» Instructions for the task
Print every one of the following entries word for word, with no changes.

» Dataset
-- begin --

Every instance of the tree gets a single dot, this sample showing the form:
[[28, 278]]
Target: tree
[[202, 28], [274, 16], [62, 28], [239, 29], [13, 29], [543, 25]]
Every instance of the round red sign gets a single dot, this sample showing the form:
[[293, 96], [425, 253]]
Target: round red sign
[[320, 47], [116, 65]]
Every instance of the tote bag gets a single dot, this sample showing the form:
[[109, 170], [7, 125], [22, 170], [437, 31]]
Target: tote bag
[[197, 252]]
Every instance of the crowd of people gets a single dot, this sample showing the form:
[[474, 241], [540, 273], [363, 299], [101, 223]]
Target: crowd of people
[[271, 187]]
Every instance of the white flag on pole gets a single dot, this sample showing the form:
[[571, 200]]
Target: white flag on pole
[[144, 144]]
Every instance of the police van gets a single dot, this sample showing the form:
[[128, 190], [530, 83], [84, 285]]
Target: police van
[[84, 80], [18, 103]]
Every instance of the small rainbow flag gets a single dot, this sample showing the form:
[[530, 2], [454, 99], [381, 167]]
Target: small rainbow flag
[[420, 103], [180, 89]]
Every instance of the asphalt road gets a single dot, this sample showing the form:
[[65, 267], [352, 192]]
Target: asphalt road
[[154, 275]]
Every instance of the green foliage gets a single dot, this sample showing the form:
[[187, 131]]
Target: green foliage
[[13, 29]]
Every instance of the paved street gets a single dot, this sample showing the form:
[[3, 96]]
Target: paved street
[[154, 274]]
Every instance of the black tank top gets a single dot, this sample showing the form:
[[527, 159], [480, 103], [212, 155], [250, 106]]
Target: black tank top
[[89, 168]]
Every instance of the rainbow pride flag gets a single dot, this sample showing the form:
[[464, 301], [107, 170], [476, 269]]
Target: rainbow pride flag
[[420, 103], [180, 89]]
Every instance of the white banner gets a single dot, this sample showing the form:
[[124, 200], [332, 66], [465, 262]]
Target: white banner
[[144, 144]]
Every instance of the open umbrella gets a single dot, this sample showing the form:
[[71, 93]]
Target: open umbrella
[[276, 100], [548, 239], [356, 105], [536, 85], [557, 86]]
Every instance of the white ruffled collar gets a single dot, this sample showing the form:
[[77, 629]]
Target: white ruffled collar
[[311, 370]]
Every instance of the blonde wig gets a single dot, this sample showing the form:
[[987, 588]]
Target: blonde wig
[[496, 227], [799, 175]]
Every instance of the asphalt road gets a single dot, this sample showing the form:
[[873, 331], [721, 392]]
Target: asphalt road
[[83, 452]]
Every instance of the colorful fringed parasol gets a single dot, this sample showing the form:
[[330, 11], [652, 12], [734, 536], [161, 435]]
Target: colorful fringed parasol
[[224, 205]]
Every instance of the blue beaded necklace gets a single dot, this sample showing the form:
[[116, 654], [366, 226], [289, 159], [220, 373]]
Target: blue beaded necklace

-- end --

» Output of the task
Every instance of the tree gets a single dot, this sample showing the form:
[[28, 278]]
Target: tree
[[202, 28], [274, 16], [62, 28], [239, 29], [13, 29], [543, 25]]
Every instance of the round red sign gets a single dot, this sample showing the form:
[[293, 96], [425, 253]]
Target: round red sign
[[320, 47], [116, 65]]
Every instance of the tote bag gets a single dot, this sample showing the form:
[[109, 170], [7, 125], [22, 170], [437, 31]]
Target: tote bag
[[197, 252]]
Every instance of the crowd of people gets a single dot, this sample showing the form:
[[474, 241], [540, 273], [363, 299], [101, 223]]
Target: crowd of people
[[271, 187]]
Every instance of the white flag on pole gets a single dot, this sample showing the form:
[[571, 200]]
Target: white flag on pole
[[144, 144]]
Every instance of the police van gets a single dot, this sample showing the form:
[[128, 190], [530, 83], [84, 285]]
Target: police van
[[84, 80], [18, 103]]
Every instance of the small rainbow flag gets a single dot, this sample showing the form:
[[530, 2], [454, 99], [381, 167]]
Target: small rainbow flag
[[420, 103], [180, 89]]
Every instance of the asphalt road gets a single dot, this sample showing the form:
[[65, 267], [352, 192]]
Target: asphalt road
[[154, 275]]
Every instance of the green foliage gets a single dot, this sample showing the form:
[[187, 131]]
Target: green foliage
[[13, 29]]
Every instance of the paved street gets a single dot, this sample showing the form:
[[3, 96]]
Target: paved street
[[154, 274]]
Every instance of the black tank top gets a single dot, this sample showing the form:
[[527, 159], [480, 103], [212, 155], [250, 106]]
Target: black tank top
[[89, 168]]
Every instance of the rainbow pride flag gets a single dot, this sample showing the form:
[[464, 301], [107, 170], [476, 269]]
Target: rainbow pride flag
[[420, 103], [180, 89]]
Every instance of the white banner gets a single dot, this sample showing the form:
[[124, 200], [332, 66], [465, 262]]
Target: white banner
[[144, 144]]
Every instance of the open umbrella gets a single dot, this sample showing the form:
[[71, 93]]
Target: open umbrella
[[276, 100], [548, 239], [356, 105], [536, 85], [557, 86]]
Every instance of the white ruffled collar gets a single dot, this sample showing the form:
[[77, 629]]
Target: white ruffled collar
[[311, 370]]
Every instance of the blonde wig gets a single dot, this sample showing the form:
[[987, 588]]
Target: blonde wig
[[496, 227], [799, 175]]
Every instance of the asphalt road gets a single dot, this sample showing the form:
[[873, 331], [721, 392]]
Target: asphalt road
[[83, 452]]
Every instance of the colorful fringed parasol gets a single dot, this sample showing the form:
[[330, 11], [652, 12], [734, 536], [161, 435]]
Target: colorful fringed parasol
[[224, 205]]
Every instance of the blue beaded necklace gets a single dot, this sample showing the form:
[[116, 654], [366, 226], [289, 159], [220, 373]]
Target: blue beaded necklace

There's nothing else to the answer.